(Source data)
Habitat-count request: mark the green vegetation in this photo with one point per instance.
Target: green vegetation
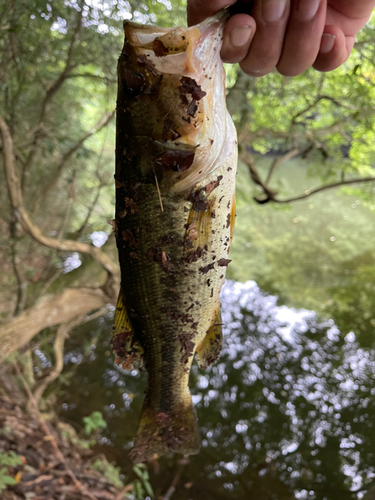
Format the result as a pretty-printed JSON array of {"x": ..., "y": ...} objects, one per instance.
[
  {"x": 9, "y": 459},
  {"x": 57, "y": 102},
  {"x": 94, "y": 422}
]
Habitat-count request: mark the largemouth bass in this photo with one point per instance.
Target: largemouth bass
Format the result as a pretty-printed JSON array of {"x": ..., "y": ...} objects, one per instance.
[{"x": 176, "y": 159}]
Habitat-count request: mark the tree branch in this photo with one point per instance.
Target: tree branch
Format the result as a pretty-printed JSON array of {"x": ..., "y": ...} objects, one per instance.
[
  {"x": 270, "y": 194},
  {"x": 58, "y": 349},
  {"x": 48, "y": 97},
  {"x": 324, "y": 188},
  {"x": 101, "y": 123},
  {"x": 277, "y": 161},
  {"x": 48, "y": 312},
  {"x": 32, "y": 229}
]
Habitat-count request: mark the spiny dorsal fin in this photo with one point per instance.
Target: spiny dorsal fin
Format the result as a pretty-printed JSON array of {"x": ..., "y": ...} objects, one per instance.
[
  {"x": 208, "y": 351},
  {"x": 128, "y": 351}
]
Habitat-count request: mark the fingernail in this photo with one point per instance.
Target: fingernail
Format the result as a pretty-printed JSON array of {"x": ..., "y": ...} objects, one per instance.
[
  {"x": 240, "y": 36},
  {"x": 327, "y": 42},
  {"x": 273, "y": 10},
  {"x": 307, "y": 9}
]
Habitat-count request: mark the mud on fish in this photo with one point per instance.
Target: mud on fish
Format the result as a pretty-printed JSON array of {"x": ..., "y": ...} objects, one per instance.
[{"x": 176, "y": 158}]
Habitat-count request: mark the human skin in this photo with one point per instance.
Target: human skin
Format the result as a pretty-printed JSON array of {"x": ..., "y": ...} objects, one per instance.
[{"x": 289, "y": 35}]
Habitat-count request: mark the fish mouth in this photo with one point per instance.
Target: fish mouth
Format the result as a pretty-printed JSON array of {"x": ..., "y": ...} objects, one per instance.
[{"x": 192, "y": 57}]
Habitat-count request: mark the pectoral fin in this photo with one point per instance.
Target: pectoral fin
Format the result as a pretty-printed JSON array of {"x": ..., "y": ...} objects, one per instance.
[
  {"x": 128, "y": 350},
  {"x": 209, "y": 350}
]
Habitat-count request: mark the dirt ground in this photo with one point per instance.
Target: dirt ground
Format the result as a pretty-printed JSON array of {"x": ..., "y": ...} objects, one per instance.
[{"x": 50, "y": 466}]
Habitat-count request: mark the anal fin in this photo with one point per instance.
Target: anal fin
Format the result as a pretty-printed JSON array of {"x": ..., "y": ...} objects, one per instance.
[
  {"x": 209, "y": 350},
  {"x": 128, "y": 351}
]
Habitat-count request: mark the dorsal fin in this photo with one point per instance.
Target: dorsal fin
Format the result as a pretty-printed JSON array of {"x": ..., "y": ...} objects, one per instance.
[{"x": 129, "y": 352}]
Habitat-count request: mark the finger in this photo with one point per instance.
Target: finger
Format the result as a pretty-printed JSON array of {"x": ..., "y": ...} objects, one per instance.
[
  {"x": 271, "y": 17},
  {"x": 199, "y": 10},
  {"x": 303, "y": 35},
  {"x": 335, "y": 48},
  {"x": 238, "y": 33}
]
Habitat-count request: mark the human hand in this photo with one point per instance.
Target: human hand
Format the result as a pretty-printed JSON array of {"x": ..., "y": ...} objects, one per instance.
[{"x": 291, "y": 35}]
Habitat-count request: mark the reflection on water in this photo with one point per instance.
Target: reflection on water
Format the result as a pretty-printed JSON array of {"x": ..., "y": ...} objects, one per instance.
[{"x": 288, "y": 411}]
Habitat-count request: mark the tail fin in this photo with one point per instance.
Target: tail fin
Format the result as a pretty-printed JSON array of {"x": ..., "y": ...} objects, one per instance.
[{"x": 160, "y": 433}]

* * *

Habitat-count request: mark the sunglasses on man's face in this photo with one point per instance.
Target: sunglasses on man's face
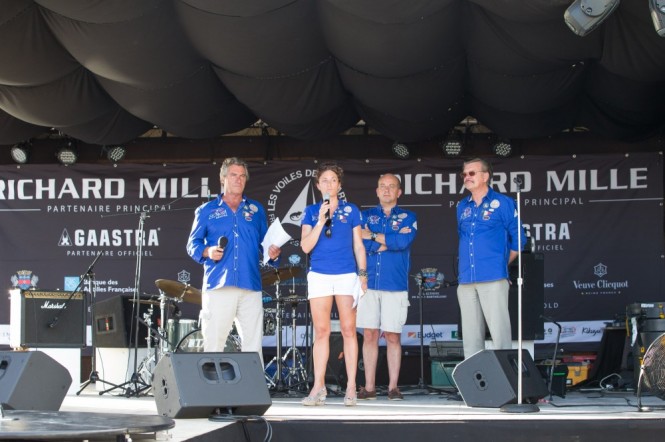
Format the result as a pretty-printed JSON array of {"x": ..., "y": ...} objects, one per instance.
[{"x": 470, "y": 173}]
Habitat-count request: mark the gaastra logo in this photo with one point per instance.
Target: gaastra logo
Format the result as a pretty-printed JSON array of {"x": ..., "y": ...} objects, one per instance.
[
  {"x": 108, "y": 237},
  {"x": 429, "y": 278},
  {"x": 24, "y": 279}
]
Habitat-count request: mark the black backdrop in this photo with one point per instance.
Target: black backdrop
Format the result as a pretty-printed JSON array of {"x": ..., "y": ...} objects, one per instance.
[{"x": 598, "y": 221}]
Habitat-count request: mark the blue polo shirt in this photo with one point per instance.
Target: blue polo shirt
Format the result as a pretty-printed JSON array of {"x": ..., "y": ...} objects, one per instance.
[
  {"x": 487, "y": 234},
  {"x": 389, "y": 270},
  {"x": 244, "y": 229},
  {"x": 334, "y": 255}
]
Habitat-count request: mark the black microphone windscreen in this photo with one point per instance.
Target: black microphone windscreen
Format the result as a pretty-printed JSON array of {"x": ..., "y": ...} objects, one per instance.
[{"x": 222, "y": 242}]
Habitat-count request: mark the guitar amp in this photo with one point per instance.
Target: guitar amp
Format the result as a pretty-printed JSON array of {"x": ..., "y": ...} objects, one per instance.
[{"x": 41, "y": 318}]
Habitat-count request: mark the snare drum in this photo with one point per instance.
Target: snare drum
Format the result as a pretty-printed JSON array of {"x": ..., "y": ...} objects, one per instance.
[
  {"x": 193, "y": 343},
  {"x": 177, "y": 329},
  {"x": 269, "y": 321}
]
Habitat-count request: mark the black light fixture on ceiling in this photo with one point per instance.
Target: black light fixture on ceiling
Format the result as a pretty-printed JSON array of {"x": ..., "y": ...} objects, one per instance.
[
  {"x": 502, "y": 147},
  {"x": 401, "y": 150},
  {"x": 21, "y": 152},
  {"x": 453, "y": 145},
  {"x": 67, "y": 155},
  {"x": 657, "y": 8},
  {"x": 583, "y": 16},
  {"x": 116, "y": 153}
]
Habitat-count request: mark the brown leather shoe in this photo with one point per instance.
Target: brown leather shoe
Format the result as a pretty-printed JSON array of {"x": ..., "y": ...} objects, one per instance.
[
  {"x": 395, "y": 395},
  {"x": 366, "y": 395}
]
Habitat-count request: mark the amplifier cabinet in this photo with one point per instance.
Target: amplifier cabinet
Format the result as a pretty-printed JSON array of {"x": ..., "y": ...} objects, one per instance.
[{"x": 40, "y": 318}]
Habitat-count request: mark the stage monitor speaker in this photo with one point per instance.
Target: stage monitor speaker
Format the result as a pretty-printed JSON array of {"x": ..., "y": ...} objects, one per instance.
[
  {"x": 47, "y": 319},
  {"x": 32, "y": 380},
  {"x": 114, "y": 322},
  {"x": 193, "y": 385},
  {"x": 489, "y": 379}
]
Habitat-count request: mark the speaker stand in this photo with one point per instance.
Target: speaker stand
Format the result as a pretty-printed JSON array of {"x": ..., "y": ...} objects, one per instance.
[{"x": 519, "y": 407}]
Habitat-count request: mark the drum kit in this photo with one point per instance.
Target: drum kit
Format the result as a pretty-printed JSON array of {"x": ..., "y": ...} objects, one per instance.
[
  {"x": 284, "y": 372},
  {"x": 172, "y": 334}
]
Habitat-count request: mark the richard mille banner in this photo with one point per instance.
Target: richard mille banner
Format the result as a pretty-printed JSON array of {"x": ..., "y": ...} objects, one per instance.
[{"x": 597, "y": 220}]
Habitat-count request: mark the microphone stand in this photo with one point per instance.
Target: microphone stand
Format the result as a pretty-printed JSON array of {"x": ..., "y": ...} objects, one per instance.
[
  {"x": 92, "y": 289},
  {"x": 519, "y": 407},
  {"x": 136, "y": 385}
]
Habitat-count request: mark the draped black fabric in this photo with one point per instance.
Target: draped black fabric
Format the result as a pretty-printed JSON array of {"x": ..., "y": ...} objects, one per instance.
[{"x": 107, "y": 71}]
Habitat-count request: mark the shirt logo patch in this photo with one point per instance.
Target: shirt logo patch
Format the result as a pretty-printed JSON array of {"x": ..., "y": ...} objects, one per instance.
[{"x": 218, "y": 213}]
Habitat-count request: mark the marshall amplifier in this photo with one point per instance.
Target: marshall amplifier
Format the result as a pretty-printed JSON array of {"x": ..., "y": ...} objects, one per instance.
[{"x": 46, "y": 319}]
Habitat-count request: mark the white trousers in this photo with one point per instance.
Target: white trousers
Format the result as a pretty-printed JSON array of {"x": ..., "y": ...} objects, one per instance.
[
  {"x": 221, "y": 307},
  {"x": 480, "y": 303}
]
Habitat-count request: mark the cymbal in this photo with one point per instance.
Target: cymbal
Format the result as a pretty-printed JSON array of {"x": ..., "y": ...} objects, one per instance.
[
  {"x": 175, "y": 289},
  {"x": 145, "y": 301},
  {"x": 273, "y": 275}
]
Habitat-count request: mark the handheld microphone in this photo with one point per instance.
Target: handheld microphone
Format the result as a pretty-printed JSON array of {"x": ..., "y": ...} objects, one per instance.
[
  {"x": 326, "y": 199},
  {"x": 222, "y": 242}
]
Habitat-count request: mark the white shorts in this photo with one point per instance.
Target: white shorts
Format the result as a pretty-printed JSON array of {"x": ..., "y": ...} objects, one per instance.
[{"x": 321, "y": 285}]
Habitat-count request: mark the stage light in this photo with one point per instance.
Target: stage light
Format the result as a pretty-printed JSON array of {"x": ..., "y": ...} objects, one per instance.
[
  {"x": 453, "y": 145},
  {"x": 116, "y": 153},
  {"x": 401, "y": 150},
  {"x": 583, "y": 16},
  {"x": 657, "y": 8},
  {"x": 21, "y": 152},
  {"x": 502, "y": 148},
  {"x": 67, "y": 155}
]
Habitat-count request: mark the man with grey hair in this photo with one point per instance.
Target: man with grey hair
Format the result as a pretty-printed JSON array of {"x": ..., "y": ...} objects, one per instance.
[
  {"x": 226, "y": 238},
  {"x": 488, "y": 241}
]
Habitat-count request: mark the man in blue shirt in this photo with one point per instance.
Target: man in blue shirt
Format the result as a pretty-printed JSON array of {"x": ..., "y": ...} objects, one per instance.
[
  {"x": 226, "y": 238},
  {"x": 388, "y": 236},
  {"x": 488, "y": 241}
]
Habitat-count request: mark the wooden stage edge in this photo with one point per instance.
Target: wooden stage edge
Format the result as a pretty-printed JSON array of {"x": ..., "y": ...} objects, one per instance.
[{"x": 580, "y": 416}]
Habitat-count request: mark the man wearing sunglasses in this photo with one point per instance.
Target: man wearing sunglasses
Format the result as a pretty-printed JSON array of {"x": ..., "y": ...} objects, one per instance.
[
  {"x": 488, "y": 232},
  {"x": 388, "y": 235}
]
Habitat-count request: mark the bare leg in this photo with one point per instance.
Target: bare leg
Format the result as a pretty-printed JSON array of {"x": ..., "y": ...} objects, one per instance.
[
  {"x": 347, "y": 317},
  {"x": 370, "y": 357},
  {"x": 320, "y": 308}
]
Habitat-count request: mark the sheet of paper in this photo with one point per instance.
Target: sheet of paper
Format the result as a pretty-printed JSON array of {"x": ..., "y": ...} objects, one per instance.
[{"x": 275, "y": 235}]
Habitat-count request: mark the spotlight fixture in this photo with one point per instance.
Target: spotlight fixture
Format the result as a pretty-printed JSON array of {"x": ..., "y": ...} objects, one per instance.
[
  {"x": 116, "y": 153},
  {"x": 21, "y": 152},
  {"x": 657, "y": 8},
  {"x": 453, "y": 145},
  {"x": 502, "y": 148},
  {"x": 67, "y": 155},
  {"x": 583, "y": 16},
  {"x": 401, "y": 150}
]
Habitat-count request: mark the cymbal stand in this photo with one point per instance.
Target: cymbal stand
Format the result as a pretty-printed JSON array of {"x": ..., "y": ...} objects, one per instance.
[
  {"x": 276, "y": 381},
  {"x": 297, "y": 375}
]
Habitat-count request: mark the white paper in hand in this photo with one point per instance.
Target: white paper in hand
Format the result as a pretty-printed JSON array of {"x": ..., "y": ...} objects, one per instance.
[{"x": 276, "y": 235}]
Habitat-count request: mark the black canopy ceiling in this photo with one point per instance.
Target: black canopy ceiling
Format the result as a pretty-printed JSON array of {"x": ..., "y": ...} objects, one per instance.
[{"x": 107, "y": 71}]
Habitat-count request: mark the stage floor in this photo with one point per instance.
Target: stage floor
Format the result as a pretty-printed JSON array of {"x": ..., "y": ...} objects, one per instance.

- [What the task asks] Find every line in the material above that contains the string "green", and copy each of those lines in full. Case counts.

- [The answer]
Habitat-count request: mark the green vegetation in this photo with one point per instance.
Target: green vegetation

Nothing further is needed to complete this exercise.